Supplied passage.

Segment Open

Quadruped robots are capable of traversing a wide range of complex terrains with high flexibility. As highly mobile ground-based intelligent platforms, they can be equipped with modules for navigation control, environmental perception, and intelligent interaction, thereby serving as real-world mobile deployment platforms for various algorithms. In this paper, we introduce Y-BotFrame, an extensible embodied platform that turns a robot into an intelligent ground assistant. Y-BotFrame integrates multimodal perception capabilities, including speech, vision, and LiDAR, and employs a large language model as the cognitive core for environmental understanding, contextual reasoning, and task planning. The system maps user natural-language instructions into executable embodied task units that can be carried out by the robot. Y-BotFrame supports natural interaction through voice commands and visual feedback, removing the need for a remote controller and enabling efficient human-robot collaboration. With a highly extensible framework, Y-BotFrame supports plug-and-play integration of new functional modules as well as modular upgrades and iterative development, offering a reference implementation for the real-world deployment of general-purpose, instruction-driven embodied agents.
Quadruped robots provide strong mobility, flexibility, and traversability in unstructured environments such as stairs, gravel paths, and grasslands, making them promising platforms for deploying general-purpose embodied agents. However, many existing quadruped robot systems focus on path planning, locomotion control, or task-specific policy learning, which limits multitask execution, extensibility, and stable deployment in open environments.
Y-BotFrame addresses these challenges by combining quadruped mobility, visual perception, and large-language-model-based semantic understanding and task planning. The framework encapsulates navigation, environmental perception, and embodied question answering into executable modules with clearly defined interfaces, while an LLM-based agent generates structured task plans from user instructions, interaction history, and environmental priors.

Segment Closed

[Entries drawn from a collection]

Segment Open

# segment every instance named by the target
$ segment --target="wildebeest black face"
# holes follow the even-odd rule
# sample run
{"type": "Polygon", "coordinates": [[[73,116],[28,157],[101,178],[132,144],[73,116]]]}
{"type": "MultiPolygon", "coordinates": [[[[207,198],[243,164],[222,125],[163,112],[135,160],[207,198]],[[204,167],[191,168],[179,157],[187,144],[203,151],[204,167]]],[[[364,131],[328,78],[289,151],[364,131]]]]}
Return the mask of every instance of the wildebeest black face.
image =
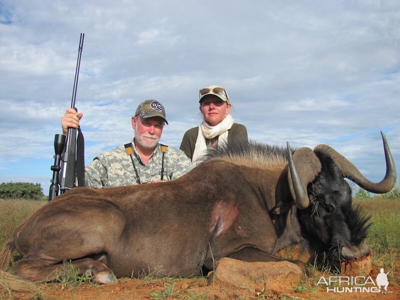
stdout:
{"type": "Polygon", "coordinates": [[[298,210],[303,233],[330,260],[365,256],[370,252],[364,242],[370,218],[352,206],[350,186],[332,158],[318,156],[322,169],[308,186],[310,205],[298,210]]]}

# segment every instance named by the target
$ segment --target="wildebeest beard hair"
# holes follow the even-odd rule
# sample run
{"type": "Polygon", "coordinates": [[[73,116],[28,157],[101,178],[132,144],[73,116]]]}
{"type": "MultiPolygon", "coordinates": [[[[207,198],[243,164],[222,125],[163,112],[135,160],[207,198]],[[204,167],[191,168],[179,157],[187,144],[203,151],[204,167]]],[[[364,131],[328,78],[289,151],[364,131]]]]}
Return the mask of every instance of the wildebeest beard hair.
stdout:
{"type": "MultiPolygon", "coordinates": [[[[292,153],[296,151],[292,150],[292,153]]],[[[340,245],[362,242],[371,223],[358,206],[352,204],[351,189],[342,170],[332,158],[316,152],[322,169],[308,192],[310,206],[298,210],[297,216],[303,236],[318,252],[324,252],[329,260],[340,260],[340,245]]],[[[279,146],[250,142],[218,145],[207,159],[226,158],[238,164],[250,165],[288,161],[288,150],[279,146]]]]}
{"type": "Polygon", "coordinates": [[[370,217],[352,203],[351,189],[332,159],[316,154],[322,170],[308,185],[310,206],[298,214],[314,248],[320,252],[328,249],[328,259],[340,260],[340,246],[360,244],[367,237],[370,217]]]}

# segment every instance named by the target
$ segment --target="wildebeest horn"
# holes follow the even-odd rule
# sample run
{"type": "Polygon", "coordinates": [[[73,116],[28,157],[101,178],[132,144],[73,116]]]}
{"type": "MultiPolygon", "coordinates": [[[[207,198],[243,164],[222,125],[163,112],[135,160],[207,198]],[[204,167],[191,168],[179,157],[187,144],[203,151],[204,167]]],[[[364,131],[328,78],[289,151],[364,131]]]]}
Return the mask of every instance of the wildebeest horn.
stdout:
{"type": "Polygon", "coordinates": [[[296,150],[292,156],[288,142],[286,142],[289,168],[288,180],[292,197],[296,206],[300,210],[310,205],[307,185],[314,180],[320,171],[320,160],[310,148],[303,147],[296,150]]]}
{"type": "Polygon", "coordinates": [[[384,179],[380,182],[372,182],[366,179],[350,160],[329,146],[318,145],[314,148],[314,151],[329,155],[342,170],[344,177],[348,178],[366,190],[376,194],[388,192],[393,188],[396,183],[397,178],[396,167],[386,137],[382,131],[380,134],[382,135],[384,142],[384,156],[386,160],[386,174],[384,179]]]}

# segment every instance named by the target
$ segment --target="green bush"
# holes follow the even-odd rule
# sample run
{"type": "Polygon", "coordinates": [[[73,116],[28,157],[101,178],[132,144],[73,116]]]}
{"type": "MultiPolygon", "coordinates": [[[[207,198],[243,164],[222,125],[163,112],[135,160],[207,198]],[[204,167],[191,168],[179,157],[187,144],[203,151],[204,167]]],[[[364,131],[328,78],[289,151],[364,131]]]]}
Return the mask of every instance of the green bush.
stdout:
{"type": "Polygon", "coordinates": [[[3,182],[0,184],[0,199],[40,200],[44,196],[40,184],[3,182]]]}

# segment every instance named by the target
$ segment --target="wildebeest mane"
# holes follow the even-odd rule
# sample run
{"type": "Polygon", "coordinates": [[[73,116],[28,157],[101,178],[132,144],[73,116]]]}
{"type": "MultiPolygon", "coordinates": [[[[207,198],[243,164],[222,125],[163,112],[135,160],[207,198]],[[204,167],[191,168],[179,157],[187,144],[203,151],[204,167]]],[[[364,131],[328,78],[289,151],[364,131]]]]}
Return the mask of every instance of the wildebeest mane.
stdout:
{"type": "Polygon", "coordinates": [[[223,158],[246,166],[270,165],[286,164],[288,150],[286,148],[250,140],[248,142],[231,142],[228,144],[218,144],[215,151],[210,151],[206,160],[223,158]]]}

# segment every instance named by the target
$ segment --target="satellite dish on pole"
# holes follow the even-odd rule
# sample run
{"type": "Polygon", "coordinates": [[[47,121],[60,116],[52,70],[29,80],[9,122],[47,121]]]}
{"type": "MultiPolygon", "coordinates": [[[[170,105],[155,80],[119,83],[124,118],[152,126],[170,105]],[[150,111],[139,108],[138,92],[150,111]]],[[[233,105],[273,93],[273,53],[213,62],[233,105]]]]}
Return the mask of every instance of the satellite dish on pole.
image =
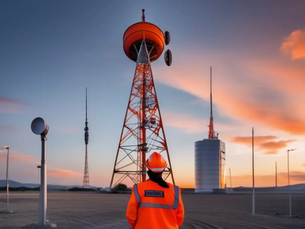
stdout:
{"type": "Polygon", "coordinates": [[[164,53],[164,60],[165,64],[167,66],[170,66],[172,62],[171,52],[169,49],[168,49],[164,53]]]}
{"type": "Polygon", "coordinates": [[[38,135],[47,135],[49,132],[49,126],[47,125],[45,121],[39,117],[34,119],[31,124],[32,132],[38,135]]]}
{"type": "Polygon", "coordinates": [[[170,42],[170,35],[168,31],[165,31],[164,37],[165,38],[165,45],[167,45],[170,42]]]}

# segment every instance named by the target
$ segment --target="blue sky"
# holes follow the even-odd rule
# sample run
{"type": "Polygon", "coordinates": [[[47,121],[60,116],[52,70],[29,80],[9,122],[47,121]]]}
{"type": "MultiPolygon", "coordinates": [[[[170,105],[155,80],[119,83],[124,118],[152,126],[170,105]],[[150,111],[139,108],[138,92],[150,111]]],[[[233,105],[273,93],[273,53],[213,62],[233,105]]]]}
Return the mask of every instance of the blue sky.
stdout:
{"type": "MultiPolygon", "coordinates": [[[[185,166],[190,170],[187,176],[193,179],[190,174],[193,173],[194,142],[207,135],[205,125],[208,124],[208,98],[160,80],[159,74],[169,73],[174,76],[177,69],[182,67],[186,73],[186,80],[196,72],[198,77],[202,75],[208,80],[212,65],[216,75],[225,72],[232,81],[242,84],[248,80],[242,75],[245,70],[241,70],[242,61],[271,58],[278,61],[276,64],[288,63],[287,66],[300,72],[304,69],[300,67],[303,62],[291,64],[288,57],[283,55],[278,57],[285,38],[294,31],[305,29],[305,16],[301,10],[305,8],[303,3],[301,1],[2,1],[0,77],[3,86],[0,97],[20,104],[9,105],[16,111],[11,113],[0,113],[0,144],[9,146],[16,153],[39,158],[39,138],[31,133],[30,125],[34,118],[41,117],[50,126],[48,165],[82,173],[87,87],[89,174],[92,184],[108,185],[135,67],[124,54],[122,37],[130,25],[140,21],[141,9],[144,8],[147,21],[171,34],[170,43],[166,48],[173,53],[173,64],[167,67],[162,56],[152,64],[161,115],[163,111],[186,114],[196,120],[202,119],[203,122],[198,124],[202,125],[202,133],[192,133],[179,128],[181,125],[175,127],[165,123],[170,154],[173,152],[171,160],[174,169],[185,166]],[[201,67],[188,71],[190,63],[193,62],[201,67]],[[185,66],[185,62],[188,63],[185,66]]],[[[221,80],[215,82],[217,80],[221,84],[221,80]]],[[[209,92],[208,87],[204,87],[204,83],[202,85],[203,91],[209,92]]],[[[262,90],[270,92],[273,89],[268,85],[264,86],[266,88],[262,85],[262,90]]],[[[228,91],[235,90],[228,87],[228,91]]],[[[259,94],[257,96],[261,95],[259,94]]],[[[255,122],[252,120],[246,124],[231,114],[223,112],[217,102],[213,114],[215,129],[219,131],[221,129],[217,129],[217,122],[238,123],[249,128],[255,122]]],[[[278,130],[273,128],[268,129],[270,133],[278,130]]],[[[231,135],[246,134],[236,133],[233,127],[227,132],[230,131],[231,135]]],[[[289,132],[274,134],[285,138],[290,134],[289,132]]],[[[230,146],[228,142],[227,145],[227,150],[248,149],[243,145],[230,146]]],[[[231,156],[228,158],[228,166],[234,165],[239,174],[243,174],[243,166],[233,162],[237,156],[233,154],[231,156]]],[[[269,163],[274,160],[267,160],[269,163]]],[[[21,161],[12,164],[12,179],[24,182],[36,180],[34,165],[21,161]],[[23,168],[27,172],[21,175],[20,172],[23,168]]],[[[297,170],[302,168],[300,165],[297,170]]],[[[0,171],[0,179],[4,178],[5,170],[0,171]]],[[[178,169],[175,172],[178,176],[186,176],[178,169]]],[[[53,184],[81,184],[82,176],[75,176],[64,180],[50,177],[48,180],[53,184]]]]}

Segment Closed

Quote the whole Y-BotFrame passage word for word. Those records can be disregarded here.

The answer.
Quadruped robots are capable of traversing a wide range of complex terrains with high flexibility. As highly mobile ground-based intelligent platforms, they can be equipped with modules for navigation control, environmental perception, and intelligent interaction, thereby serving as real-world mobile deployment platforms for various algorithms. In this paper, we introduce Y-BotFrame, an extensible embodied platform that turns a robot into an intelligent ground assistant. Y-BotFrame integrates multimodal perception capabilities, including speech, vision, and LiDAR, and employs a large language model as the cognitive core for environmental understanding, contextual reasoning, and task planning. The system maps user natural-language instructions into executable embodied task units that can be carried out by the robot. Y-BotFrame supports natural interaction through voice commands and visual feedback, removing the need for a remote controller and enabling efficient human-robot collaboration. With a highly extensible framework, Y-BotFrame supports plug-and-play integration of new functional modules as well as modular upgrades and iterative development, offering a reference implementation for the real-world deployment of general-purpose, instruction-driven embodied agents.
Quadruped robots provide strong mobility, flexibility, and traversability in unstructured environments such as stairs, gravel paths, and grasslands, making them promising platforms for deploying general-purpose embodied agents. However, many existing quadruped robot systems focus on path planning, locomotion control, or task-specific policy learning, which limits multitask execution, extensibility, and stable deployment in open environments.
Y-BotFrame addresses these challenges by combining quadruped mobility, visual perception, and large-language-model-based semantic understanding and task planning. The framework encapsulates navigation, environmental perception, and embodied question answering into executable modules with clearly defined interfaces, while an LLM-based agent generates structured task plans from user instructions, interaction history, and environmental priors.